What is being asked: Translate this sentence from the page excerpt on cloud platforms below into Spanish: "Microsoft was early to the hybrid cloud trend with the release of Azure Private Stack, enabling hybrid cloud in a Microsoft ecosystem-consistent model."

Page excerpt:

▼

Google Cloud Platform (GCP).

GCP Anthos was first announced in 2019 initially as a hybrid cloud solution, and is generally considered first to market in the expansion to support for multi-cloud models. Per Anthos documentation, the stack is intended to be environment agnostic but primarily geared currently to run on AWS and on-premise Anthos clusters on VMware infrastructure, per Anthos technical documentation.

Microsoft Azure.

Microsoft was early to the hybrid cloud trend with the release of Azure Private Stack, enabling hybrid cloud in a Microsoft ecosystem-consistent model. Since then, the offering has expanded to Azure hybrid and multi-cloud solutions which include Azure Arc for enabling a single control plane cross-environment, Azure IoT for extending workloads to the edge, and numerous supporting services that underpin the multi-cloud ecosystem (e.g. Security, Data, Identity, Network).

▲

Provided data:
▼

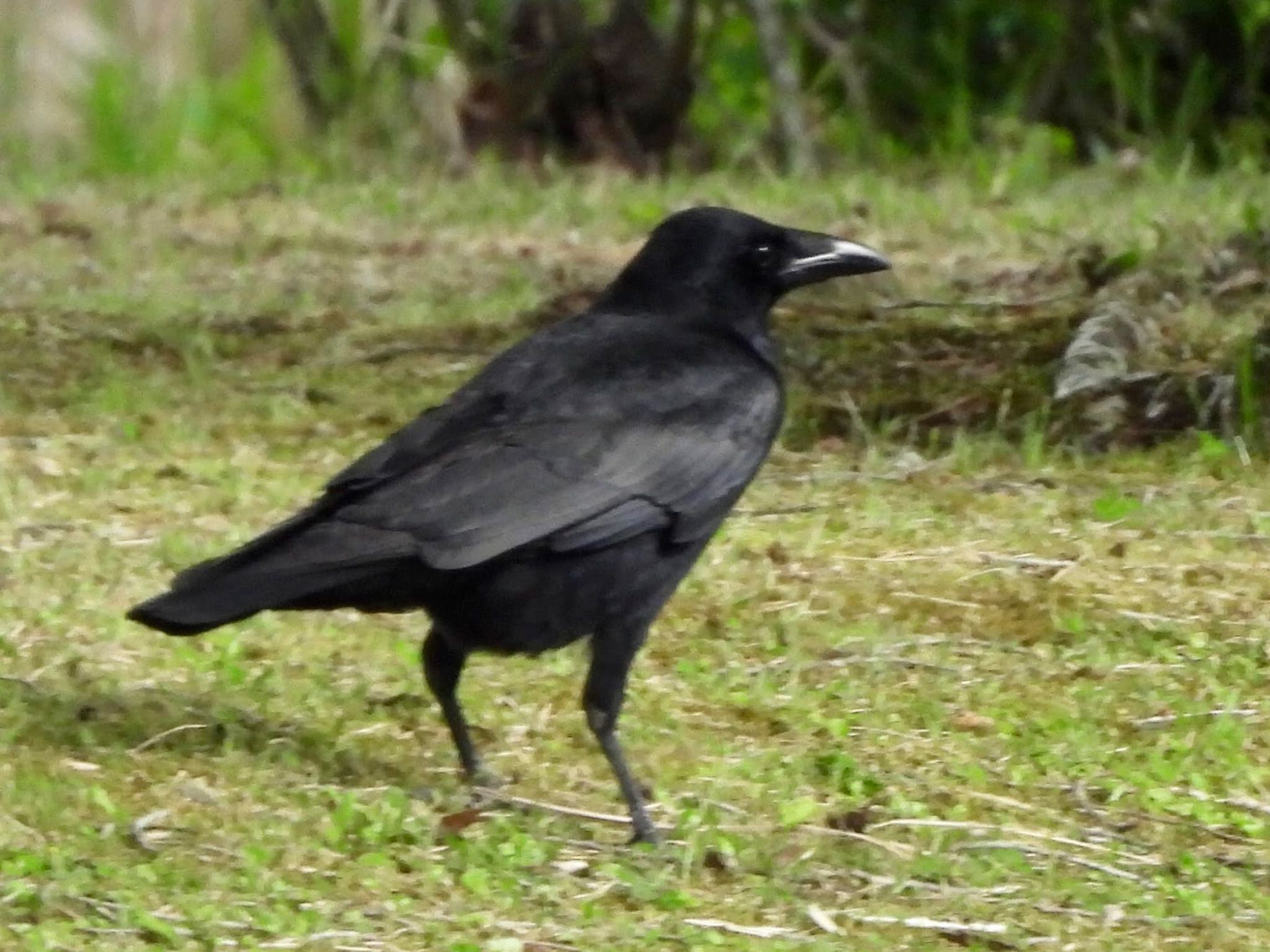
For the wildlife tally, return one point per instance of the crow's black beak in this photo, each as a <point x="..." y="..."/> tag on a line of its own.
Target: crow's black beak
<point x="821" y="257"/>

▲

Correct response: Microsoft llegó pronto a la tendencia de la nube híbrida con el lanzamiento de Azure Private Stack, que hizo posible la nube híbrida en un modelo coherente con el ecosistema de Microsoft.